▶ [Action item] Lines from the one with "If you could tag each instance of the beige" through the end of the listing below should be set down exactly, with no other line included.

*** Opening Exercise input ***

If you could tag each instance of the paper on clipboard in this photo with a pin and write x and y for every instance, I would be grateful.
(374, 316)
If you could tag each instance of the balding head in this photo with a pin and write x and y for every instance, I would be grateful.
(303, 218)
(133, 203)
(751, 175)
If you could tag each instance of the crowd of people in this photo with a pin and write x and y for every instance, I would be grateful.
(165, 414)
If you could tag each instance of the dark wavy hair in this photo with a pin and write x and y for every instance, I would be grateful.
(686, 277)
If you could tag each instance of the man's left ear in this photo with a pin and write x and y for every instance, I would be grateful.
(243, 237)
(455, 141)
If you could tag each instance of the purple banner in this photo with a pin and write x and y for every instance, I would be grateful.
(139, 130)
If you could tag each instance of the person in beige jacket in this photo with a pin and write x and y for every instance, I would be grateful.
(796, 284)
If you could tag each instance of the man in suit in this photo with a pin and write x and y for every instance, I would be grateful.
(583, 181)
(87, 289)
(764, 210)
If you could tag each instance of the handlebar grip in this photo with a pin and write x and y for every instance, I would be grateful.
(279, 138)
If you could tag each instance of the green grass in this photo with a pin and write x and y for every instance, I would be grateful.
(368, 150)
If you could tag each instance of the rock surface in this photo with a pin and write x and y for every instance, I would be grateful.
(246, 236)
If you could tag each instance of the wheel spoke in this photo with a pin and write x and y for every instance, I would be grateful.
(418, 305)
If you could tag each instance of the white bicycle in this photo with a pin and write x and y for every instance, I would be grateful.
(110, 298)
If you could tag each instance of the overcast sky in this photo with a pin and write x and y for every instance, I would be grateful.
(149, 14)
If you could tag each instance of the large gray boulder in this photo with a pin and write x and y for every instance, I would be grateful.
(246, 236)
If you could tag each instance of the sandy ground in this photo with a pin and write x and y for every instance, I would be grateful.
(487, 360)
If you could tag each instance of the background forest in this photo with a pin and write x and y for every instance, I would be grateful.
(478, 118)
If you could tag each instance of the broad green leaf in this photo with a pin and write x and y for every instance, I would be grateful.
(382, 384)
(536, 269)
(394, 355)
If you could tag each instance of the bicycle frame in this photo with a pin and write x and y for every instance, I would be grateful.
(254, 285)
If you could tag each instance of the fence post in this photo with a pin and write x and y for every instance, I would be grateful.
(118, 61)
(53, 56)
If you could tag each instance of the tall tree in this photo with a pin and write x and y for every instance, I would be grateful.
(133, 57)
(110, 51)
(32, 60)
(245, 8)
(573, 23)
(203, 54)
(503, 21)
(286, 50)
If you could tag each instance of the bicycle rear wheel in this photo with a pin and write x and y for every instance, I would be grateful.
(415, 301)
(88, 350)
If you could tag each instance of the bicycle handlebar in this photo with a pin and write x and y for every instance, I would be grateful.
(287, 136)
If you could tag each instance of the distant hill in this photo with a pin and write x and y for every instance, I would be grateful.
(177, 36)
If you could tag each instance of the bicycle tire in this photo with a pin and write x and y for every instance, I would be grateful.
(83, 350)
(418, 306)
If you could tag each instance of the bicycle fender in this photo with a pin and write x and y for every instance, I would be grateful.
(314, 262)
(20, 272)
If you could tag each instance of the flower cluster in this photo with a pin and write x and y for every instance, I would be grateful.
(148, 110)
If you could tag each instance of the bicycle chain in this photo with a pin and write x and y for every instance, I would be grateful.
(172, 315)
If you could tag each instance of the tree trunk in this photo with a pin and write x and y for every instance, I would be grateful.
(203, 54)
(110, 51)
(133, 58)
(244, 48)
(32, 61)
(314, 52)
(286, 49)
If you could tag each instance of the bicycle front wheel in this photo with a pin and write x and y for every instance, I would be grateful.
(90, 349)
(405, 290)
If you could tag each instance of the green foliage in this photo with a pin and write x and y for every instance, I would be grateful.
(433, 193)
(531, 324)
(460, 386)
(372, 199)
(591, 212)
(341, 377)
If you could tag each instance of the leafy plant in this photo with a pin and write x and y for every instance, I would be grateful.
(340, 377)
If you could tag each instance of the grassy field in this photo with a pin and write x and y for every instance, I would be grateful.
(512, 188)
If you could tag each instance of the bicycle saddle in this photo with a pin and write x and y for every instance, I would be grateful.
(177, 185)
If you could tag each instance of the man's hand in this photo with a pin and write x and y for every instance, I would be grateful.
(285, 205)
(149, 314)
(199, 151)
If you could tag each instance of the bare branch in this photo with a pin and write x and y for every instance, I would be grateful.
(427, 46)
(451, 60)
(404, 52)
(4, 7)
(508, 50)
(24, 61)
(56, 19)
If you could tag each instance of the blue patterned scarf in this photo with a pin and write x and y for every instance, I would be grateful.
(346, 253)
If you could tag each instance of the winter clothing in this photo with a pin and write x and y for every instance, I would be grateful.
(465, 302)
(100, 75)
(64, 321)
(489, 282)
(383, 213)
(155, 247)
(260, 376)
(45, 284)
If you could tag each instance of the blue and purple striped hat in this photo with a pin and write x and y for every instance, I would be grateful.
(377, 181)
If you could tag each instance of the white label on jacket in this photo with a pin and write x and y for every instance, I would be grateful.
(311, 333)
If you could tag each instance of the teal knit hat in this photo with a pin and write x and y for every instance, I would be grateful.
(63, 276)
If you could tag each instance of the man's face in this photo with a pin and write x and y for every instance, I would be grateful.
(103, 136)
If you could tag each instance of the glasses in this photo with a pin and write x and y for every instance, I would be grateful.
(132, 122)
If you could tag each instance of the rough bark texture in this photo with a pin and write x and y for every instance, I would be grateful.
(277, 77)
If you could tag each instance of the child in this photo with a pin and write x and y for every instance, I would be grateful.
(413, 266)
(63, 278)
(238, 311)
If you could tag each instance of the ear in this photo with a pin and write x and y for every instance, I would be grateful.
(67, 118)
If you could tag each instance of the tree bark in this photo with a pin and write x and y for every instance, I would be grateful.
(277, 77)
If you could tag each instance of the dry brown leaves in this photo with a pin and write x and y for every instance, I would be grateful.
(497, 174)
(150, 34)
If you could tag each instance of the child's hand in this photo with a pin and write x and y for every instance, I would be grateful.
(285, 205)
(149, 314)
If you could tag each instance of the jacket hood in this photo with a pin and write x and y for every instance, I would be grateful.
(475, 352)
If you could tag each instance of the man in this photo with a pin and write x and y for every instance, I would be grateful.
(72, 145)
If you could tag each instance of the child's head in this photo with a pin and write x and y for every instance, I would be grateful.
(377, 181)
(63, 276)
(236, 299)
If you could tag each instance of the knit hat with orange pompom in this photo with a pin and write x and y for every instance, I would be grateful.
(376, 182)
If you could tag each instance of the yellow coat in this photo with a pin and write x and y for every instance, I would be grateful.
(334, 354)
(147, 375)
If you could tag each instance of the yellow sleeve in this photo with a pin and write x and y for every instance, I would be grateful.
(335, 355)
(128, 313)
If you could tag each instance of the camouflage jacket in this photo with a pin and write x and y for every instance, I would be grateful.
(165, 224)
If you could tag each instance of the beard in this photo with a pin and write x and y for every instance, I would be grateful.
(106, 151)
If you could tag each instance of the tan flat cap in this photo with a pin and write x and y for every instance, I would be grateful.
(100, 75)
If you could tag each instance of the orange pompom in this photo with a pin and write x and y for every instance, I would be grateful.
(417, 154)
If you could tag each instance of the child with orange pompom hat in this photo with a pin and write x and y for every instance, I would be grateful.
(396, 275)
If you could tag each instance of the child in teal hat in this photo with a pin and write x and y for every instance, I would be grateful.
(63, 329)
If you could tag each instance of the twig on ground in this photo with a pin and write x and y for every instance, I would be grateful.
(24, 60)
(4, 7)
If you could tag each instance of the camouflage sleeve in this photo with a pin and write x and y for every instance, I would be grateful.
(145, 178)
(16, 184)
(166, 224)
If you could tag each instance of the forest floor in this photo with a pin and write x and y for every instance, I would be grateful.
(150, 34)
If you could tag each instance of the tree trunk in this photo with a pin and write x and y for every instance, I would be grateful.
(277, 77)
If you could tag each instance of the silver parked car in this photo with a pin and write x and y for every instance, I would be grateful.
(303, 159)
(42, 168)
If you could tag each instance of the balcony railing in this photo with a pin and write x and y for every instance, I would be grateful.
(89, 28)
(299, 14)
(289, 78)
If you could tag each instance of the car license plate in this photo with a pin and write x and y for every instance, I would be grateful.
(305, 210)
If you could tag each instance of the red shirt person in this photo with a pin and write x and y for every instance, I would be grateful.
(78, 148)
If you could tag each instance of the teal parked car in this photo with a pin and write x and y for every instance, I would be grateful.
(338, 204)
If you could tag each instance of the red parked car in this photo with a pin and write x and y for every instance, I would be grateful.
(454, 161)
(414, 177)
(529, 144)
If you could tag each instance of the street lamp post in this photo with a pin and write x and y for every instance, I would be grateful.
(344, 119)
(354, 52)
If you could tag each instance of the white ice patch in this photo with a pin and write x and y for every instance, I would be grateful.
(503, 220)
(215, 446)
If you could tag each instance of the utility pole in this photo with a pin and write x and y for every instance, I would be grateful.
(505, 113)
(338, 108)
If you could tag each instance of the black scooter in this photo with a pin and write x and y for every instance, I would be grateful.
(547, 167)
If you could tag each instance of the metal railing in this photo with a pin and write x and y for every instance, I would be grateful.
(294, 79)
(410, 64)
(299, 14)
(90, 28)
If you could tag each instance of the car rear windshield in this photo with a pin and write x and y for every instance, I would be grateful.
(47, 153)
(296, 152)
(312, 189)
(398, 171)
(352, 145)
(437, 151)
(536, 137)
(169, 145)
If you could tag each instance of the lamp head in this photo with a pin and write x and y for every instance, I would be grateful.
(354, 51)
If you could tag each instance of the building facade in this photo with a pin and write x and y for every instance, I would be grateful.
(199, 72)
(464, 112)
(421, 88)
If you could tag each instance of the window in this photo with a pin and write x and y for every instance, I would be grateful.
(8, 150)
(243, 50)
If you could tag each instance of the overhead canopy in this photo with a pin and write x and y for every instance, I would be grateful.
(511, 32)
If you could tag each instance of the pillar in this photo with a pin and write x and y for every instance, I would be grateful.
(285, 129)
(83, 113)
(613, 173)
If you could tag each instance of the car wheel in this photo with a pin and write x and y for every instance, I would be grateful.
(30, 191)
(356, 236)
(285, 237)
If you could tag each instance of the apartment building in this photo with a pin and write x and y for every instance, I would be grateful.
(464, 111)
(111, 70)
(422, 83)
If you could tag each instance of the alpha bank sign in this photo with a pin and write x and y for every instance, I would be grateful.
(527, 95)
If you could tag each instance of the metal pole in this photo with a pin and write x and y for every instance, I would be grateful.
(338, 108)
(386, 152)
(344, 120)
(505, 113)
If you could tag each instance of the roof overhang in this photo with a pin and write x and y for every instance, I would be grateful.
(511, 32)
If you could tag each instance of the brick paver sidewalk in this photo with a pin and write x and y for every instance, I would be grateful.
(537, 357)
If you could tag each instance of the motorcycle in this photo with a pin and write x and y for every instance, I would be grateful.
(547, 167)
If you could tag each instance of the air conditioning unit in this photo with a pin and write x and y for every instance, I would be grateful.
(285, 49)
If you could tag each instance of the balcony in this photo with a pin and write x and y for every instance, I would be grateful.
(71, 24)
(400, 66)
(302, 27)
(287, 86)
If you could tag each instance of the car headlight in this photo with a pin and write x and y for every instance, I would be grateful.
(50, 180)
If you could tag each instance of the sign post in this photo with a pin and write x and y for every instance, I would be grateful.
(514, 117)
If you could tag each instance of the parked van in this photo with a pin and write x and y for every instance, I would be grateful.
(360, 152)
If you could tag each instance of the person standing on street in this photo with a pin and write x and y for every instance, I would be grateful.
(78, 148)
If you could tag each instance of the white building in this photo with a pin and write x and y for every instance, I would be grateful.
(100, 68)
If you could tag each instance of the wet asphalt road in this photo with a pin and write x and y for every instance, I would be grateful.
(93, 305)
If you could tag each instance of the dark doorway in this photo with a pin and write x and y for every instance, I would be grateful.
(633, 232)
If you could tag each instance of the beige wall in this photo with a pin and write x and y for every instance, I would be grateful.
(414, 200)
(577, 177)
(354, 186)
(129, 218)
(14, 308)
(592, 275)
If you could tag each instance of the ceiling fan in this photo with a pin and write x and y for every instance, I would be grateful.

*** Closing Exercise input ***

▶ [Task output]
If you could tag each instance of the beige wall in this photo with a pin and write x and y for every instance, I would be grateful.
(414, 200)
(577, 177)
(354, 186)
(129, 218)
(14, 308)
(592, 275)
If you could tag each instance of the ceiling fan in this photo with a pin and write x and y for every instance, I would be grateful.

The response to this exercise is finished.